Stored data entries:
+ + + + +

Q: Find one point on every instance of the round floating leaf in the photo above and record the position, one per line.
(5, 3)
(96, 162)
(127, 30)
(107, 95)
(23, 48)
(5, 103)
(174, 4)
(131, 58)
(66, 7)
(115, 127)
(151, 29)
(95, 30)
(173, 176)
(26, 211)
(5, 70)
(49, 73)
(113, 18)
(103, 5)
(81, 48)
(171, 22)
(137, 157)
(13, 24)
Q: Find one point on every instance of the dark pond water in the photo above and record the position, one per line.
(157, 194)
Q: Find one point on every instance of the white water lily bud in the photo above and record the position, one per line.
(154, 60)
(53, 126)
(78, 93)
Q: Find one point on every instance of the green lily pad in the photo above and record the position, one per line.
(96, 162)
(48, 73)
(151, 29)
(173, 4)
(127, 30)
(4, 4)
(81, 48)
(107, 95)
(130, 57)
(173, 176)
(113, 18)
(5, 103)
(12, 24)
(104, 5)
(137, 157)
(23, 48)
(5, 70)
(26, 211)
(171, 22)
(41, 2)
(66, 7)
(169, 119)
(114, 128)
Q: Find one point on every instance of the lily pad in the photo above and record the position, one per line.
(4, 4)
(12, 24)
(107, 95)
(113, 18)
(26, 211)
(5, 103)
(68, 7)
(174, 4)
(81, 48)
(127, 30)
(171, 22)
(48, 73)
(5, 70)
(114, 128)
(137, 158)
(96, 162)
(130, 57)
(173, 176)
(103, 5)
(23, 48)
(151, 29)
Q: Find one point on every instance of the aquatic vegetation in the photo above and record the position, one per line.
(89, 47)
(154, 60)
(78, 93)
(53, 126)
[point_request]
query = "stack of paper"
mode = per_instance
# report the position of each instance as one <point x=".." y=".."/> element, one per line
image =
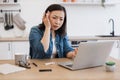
<point x="9" y="68"/>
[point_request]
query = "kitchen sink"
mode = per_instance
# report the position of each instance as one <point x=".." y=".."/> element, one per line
<point x="107" y="36"/>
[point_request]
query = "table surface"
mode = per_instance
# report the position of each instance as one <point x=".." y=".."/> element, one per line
<point x="60" y="73"/>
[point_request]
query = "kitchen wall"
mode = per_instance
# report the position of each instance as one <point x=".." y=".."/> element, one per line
<point x="83" y="20"/>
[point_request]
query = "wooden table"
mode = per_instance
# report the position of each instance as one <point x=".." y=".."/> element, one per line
<point x="60" y="73"/>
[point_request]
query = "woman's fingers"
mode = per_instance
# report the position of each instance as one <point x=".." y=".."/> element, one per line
<point x="46" y="20"/>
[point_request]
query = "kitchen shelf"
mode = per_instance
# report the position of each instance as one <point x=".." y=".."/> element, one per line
<point x="88" y="3"/>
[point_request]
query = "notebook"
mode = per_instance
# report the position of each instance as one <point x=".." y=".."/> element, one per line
<point x="9" y="68"/>
<point x="90" y="54"/>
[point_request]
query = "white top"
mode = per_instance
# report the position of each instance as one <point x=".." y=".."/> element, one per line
<point x="54" y="49"/>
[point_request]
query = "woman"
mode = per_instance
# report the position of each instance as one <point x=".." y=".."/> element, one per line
<point x="49" y="39"/>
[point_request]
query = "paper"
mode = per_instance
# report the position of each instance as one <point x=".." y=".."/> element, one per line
<point x="9" y="68"/>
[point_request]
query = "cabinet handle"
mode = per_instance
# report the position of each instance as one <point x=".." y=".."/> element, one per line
<point x="8" y="46"/>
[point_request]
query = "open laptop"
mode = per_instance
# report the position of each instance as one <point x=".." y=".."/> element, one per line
<point x="90" y="54"/>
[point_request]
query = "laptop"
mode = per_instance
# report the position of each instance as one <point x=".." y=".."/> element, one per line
<point x="90" y="54"/>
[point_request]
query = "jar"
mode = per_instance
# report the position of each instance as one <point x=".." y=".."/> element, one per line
<point x="73" y="0"/>
<point x="110" y="66"/>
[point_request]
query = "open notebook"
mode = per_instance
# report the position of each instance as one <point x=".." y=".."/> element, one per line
<point x="9" y="68"/>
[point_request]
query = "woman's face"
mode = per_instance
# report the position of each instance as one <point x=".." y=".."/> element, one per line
<point x="56" y="19"/>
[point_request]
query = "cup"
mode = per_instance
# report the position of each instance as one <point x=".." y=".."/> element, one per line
<point x="21" y="59"/>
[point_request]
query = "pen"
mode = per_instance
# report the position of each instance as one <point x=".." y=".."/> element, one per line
<point x="34" y="64"/>
<point x="45" y="70"/>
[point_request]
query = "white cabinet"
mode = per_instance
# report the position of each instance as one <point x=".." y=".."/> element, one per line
<point x="8" y="49"/>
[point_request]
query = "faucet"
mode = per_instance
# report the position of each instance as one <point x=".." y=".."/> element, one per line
<point x="111" y="20"/>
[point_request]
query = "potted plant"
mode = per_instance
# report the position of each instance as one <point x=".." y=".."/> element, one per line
<point x="110" y="66"/>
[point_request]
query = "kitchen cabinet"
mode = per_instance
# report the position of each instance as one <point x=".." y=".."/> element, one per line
<point x="8" y="49"/>
<point x="5" y="50"/>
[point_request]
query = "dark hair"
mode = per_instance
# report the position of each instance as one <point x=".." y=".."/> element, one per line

+ + + + +

» **Exercise**:
Once the pictures are set aside, repeat the data above exactly.

» **Exercise solution**:
Q: Find one point on every instance of the round floating leaf in the photo above and record the position, one per line.
(5, 3)
(96, 162)
(127, 30)
(107, 95)
(23, 48)
(5, 103)
(174, 4)
(131, 58)
(66, 7)
(115, 127)
(151, 29)
(95, 30)
(173, 176)
(26, 211)
(5, 70)
(49, 73)
(113, 18)
(103, 5)
(81, 48)
(171, 22)
(137, 157)
(13, 24)
Q: Find one point on every instance of the dark pond water in the photo above and record the position, one per line.
(157, 194)
Q: Find one point on every instance of the white water lily bud in the photo above and record the position, one per line.
(154, 60)
(53, 126)
(78, 93)
Q: Find one point on every instance of the green lily pad in the photo above and record the position, one per line.
(96, 162)
(48, 73)
(151, 29)
(173, 4)
(127, 30)
(4, 4)
(81, 48)
(107, 95)
(130, 57)
(173, 176)
(113, 18)
(5, 103)
(12, 24)
(104, 5)
(137, 157)
(23, 48)
(5, 70)
(26, 211)
(171, 22)
(41, 2)
(66, 7)
(169, 119)
(114, 128)
Q: Find one point on every instance of the lily pad in the photo above and record the position, one per line.
(4, 4)
(12, 24)
(107, 95)
(113, 18)
(26, 211)
(5, 103)
(68, 7)
(174, 4)
(81, 48)
(127, 30)
(171, 22)
(48, 73)
(5, 70)
(114, 128)
(137, 158)
(96, 162)
(130, 57)
(173, 176)
(103, 5)
(23, 48)
(151, 29)
Q: Find one point on every instance of the aquatic vegetation in the photo above and record the position, one per line.
(89, 47)
(154, 60)
(78, 93)
(53, 126)
[point_request]
query = "stack of paper"
mode = per_instance
# report the position of each instance as one <point x=".." y=".."/> element, one per line
image =
<point x="9" y="68"/>
[point_request]
query = "kitchen sink"
mode = per_instance
# report the position of each instance as one <point x=".." y=".."/> element, one per line
<point x="107" y="36"/>
[point_request]
query = "table surface"
mode = per_instance
# report the position of each instance as one <point x=".." y=".."/> element, one per line
<point x="60" y="73"/>
[point_request]
query = "kitchen wall"
mode = per_instance
# report the position of each instance as one <point x=".." y=".."/> element, one per line
<point x="83" y="20"/>
[point_request]
query = "wooden table"
mode = per_instance
# report the position of each instance as one <point x=".." y=".."/> element, one per line
<point x="60" y="73"/>
[point_request]
query = "woman's fingers"
mode = per_instance
# report the position of each instance as one <point x=".." y=".."/> element, one per line
<point x="46" y="20"/>
[point_request]
query = "kitchen shelf"
mode = per_instance
# report the position of each instance as one <point x=".." y=".."/> element, one per line
<point x="88" y="3"/>
[point_request]
query = "notebook"
mode = per_instance
# report the position of each instance as one <point x=".." y=".."/> element, one per line
<point x="9" y="68"/>
<point x="90" y="54"/>
[point_request]
query = "white top"
mode = per_instance
# report the position of each instance as one <point x=".." y=".."/> element, one per line
<point x="54" y="49"/>
[point_request]
query = "woman"
mode = per_instance
# report the position of each instance as one <point x=".." y=".."/> element, one per line
<point x="49" y="39"/>
[point_request]
query = "paper"
mode = per_instance
# report the position of each instance as one <point x=".." y=".."/> element, one per line
<point x="9" y="68"/>
[point_request]
query = "cabinet handle"
mode = per_instance
# report the position of each instance as one <point x=".." y=".."/> element, one per line
<point x="8" y="46"/>
[point_request]
query = "open laptop"
mode = per_instance
# report the position of each instance as one <point x=".." y=".."/> element, one per line
<point x="90" y="54"/>
[point_request]
query = "laptop"
mode = per_instance
# report the position of each instance as one <point x=".." y=".."/> element, one per line
<point x="90" y="54"/>
[point_request]
query = "jar"
mode = per_instance
# report the position of each instance as one <point x=".." y=".."/> element, one per line
<point x="73" y="0"/>
<point x="110" y="66"/>
[point_request]
query = "open notebook"
mode = per_instance
# report the position of each instance as one <point x=".." y=".."/> element, one per line
<point x="9" y="68"/>
[point_request]
query = "woman's face"
mode = per_instance
# report the position of each instance as one <point x=".." y=".."/> element, one per line
<point x="56" y="19"/>
[point_request]
query = "cup"
mode = per_instance
# report the position of each instance as one <point x=".." y=".."/> element, one per line
<point x="21" y="59"/>
[point_request]
query = "pen"
mode = per_instance
# report the position of each instance as one <point x=".." y=".."/> element, one per line
<point x="34" y="64"/>
<point x="45" y="70"/>
[point_request]
query = "white cabinet"
mode = per_instance
# report the position of each instance as one <point x=".." y=".."/> element, one per line
<point x="8" y="49"/>
[point_request]
query = "faucet"
mode = per_instance
# report the position of each instance as one <point x=".." y=".."/> element, one per line
<point x="111" y="20"/>
[point_request]
query = "potted plant"
mode = per_instance
# report the position of each instance as one <point x=".." y=".."/> element, one per line
<point x="110" y="66"/>
[point_request]
query = "kitchen cabinet"
mode = per_instance
# report the position of each instance as one <point x=".." y=".."/> element, one per line
<point x="8" y="49"/>
<point x="5" y="50"/>
[point_request]
query = "dark hair"
mode = per_instance
# report the position of each instance as one <point x=".." y=".."/> element, one per line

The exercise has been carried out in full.